* **Try it**: State the number of lines in these records that include the word "positive", and add nothing to it.
-- Record excerpts follows --
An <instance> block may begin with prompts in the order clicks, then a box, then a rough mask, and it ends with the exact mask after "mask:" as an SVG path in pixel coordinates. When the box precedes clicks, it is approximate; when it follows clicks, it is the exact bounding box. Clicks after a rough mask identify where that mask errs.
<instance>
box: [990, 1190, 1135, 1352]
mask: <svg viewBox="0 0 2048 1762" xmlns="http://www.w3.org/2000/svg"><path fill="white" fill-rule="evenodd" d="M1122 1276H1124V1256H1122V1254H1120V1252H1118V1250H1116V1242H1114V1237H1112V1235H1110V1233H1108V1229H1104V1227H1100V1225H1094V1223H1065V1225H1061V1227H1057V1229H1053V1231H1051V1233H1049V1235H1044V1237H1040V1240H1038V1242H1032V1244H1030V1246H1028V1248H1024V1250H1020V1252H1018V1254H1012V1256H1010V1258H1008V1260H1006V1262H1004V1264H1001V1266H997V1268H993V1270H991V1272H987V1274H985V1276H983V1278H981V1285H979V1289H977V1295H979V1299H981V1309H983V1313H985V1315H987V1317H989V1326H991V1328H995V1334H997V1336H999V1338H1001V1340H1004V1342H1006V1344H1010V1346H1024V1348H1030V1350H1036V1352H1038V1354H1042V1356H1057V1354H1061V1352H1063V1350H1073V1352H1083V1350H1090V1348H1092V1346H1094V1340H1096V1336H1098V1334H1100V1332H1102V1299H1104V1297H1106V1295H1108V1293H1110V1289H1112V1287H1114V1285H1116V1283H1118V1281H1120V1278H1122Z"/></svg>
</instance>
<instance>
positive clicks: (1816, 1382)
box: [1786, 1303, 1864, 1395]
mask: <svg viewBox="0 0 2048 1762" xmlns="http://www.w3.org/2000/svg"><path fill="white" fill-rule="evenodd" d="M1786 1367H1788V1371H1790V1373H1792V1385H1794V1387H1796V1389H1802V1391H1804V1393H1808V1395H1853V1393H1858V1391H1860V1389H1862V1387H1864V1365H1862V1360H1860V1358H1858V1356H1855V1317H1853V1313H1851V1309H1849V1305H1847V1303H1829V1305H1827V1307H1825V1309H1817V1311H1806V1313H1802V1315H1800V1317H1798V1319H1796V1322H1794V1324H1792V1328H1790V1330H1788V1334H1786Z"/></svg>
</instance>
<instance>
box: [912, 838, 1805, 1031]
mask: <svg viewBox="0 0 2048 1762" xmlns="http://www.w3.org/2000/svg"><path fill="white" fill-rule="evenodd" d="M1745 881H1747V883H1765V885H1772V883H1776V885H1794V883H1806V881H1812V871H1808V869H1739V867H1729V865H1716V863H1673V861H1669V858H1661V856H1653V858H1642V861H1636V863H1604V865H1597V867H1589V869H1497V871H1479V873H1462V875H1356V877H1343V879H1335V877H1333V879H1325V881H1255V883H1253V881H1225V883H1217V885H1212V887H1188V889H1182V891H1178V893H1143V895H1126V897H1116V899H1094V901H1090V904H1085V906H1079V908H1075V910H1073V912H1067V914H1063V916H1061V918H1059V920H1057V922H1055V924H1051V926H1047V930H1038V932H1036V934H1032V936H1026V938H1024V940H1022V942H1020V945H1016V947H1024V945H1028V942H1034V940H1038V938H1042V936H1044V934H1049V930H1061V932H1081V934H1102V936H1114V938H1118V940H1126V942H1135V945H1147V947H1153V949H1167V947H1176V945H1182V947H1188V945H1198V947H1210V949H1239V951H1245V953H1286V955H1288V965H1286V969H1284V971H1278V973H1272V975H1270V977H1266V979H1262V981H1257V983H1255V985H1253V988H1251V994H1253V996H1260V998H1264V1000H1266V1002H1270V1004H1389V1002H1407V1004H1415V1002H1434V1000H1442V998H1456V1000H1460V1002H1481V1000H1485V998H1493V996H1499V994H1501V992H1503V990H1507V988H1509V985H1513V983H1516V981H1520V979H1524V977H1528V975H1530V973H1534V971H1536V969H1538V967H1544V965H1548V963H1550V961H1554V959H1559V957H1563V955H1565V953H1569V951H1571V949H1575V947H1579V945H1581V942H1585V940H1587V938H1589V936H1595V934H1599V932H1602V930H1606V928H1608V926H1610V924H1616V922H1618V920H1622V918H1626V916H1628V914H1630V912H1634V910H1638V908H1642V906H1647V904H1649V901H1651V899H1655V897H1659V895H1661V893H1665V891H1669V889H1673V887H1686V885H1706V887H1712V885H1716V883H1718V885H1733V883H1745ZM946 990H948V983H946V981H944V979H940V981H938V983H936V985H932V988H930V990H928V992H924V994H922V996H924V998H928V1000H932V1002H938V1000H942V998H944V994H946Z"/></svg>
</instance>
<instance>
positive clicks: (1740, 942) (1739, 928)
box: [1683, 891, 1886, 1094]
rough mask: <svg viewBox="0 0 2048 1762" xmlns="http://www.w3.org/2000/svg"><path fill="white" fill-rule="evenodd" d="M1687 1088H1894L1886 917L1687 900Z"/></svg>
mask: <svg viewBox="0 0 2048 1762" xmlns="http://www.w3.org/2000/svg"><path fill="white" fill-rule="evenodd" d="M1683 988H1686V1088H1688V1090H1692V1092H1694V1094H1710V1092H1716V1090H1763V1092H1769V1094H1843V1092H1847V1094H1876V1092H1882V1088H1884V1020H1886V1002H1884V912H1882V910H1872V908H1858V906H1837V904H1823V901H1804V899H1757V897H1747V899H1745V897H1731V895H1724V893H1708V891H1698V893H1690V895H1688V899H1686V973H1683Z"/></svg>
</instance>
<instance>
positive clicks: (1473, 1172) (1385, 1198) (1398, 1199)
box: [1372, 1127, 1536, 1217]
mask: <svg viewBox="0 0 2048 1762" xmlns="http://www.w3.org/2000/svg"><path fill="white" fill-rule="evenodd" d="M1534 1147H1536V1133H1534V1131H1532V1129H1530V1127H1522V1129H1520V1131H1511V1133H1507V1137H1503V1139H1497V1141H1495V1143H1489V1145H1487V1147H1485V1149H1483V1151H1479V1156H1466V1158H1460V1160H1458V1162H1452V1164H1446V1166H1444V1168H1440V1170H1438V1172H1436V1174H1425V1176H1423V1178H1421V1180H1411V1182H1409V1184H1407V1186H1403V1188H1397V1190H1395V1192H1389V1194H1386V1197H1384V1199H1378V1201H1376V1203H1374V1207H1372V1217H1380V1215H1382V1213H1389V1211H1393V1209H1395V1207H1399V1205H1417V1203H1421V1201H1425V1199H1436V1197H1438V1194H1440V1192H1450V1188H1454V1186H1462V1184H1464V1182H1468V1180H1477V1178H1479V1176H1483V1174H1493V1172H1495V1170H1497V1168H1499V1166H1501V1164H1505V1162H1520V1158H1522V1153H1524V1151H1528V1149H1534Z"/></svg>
-- Record excerpts concluded --
* **Your response**: 3